#### OBJECTIVE:
Quote all of the data that follows exactly as written, skipping the images.

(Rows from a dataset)
———
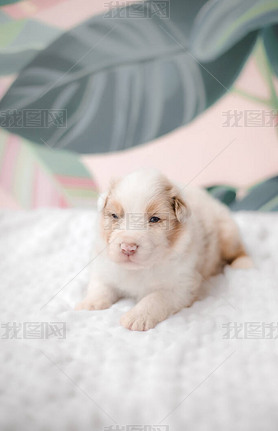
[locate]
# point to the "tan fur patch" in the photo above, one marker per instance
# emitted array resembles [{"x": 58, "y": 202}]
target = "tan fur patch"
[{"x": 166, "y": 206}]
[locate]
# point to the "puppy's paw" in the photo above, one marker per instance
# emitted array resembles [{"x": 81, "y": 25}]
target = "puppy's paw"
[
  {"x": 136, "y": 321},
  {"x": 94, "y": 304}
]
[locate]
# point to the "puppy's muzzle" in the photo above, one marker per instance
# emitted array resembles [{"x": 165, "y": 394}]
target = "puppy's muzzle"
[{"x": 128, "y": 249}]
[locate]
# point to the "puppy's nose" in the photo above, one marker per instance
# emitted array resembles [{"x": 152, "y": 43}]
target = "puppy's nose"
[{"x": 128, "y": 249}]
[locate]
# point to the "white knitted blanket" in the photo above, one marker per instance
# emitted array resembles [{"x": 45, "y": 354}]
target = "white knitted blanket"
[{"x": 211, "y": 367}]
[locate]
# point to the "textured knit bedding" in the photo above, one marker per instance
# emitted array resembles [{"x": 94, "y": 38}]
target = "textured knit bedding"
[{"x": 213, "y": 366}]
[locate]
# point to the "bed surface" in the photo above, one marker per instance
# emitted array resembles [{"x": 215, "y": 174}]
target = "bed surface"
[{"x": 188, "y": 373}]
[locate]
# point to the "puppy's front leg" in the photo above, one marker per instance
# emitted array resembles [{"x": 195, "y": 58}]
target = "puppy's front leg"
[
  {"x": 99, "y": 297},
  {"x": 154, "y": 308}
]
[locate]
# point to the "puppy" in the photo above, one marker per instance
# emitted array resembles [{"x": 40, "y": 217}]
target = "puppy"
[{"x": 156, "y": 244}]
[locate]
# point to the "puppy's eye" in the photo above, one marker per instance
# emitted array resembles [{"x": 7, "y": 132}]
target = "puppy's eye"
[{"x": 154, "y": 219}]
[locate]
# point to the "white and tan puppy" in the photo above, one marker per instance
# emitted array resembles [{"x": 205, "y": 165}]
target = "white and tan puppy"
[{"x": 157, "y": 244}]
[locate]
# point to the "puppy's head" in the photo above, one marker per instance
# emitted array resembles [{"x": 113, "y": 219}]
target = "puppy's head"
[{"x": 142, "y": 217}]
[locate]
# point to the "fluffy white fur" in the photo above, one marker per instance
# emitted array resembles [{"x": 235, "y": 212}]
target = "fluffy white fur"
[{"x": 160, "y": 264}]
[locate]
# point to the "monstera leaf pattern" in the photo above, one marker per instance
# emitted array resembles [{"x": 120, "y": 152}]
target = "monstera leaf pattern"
———
#### RESULT OF THIS TASK:
[locate]
# point to the "tan fur patch" in the photo above, one marker per instance
# emitted array resembles [{"x": 58, "y": 202}]
target = "tan fur patch"
[{"x": 166, "y": 206}]
[locate]
# point to the "puppy's paw" in the photo above, one marker per instance
# emitted array resembles [{"x": 81, "y": 25}]
target = "puppy's paw"
[
  {"x": 136, "y": 321},
  {"x": 94, "y": 304}
]
[locate]
# point to the "puppy's muzzle" in the photo above, one marker per instance
# emitted array resembles [{"x": 165, "y": 394}]
target = "puppy's muzzle"
[{"x": 128, "y": 249}]
[locate]
# point to the "puppy's nose" in the photo above, one marker per instance
# emitted array resembles [{"x": 152, "y": 43}]
target = "puppy's nose"
[{"x": 128, "y": 249}]
[locate]
# point to the "white knitted blanket" in the photo above, one marker per instance
# emitted array resembles [{"x": 45, "y": 354}]
target = "white knitted blanket"
[{"x": 211, "y": 367}]
[locate]
# point to the "textured knit bedding" in the photo above, one marker per instance
# emitted array resembles [{"x": 94, "y": 38}]
target = "textured knit bedding"
[{"x": 213, "y": 366}]
[locate]
# point to the "bed surface" in the photo above, one marker per instance
# emitted array resembles [{"x": 215, "y": 174}]
target = "bed surface"
[{"x": 188, "y": 373}]
[locate]
# point to the "puppy's front leg" in the photo above, one marker per instance
# emitted array resembles [{"x": 195, "y": 58}]
target = "puppy's front leg"
[
  {"x": 99, "y": 297},
  {"x": 154, "y": 308}
]
[locate]
# point to the "puppy" in the photo above, one marker per instance
# emitted array resembles [{"x": 40, "y": 217}]
target = "puppy"
[{"x": 156, "y": 244}]
[locate]
# point to the "puppy's eye" in the photo above, one marker per instance
# emitted array resembles [{"x": 7, "y": 132}]
target = "puppy's eye"
[{"x": 154, "y": 219}]
[locate]
# point to the "white and tan puppy" in the photo above, one marker per instance
# emitted array resembles [{"x": 205, "y": 165}]
target = "white and tan puppy"
[{"x": 157, "y": 244}]
[locate]
# point to the "puppy's head" in the photo above, one marker per instance
# emitted array resembles [{"x": 113, "y": 219}]
target = "puppy's head"
[{"x": 142, "y": 217}]
[locate]
# point to the "fluffy white fur" in the photo above, one marker per instance
# emitted array resembles [{"x": 235, "y": 212}]
target = "fluffy white fur"
[{"x": 160, "y": 264}]
[locate]
# point to the "monstera leaf pattern" in the photo above, one marker per instance
# emitted array resembles [{"x": 120, "y": 152}]
target = "monstera leaf pattern"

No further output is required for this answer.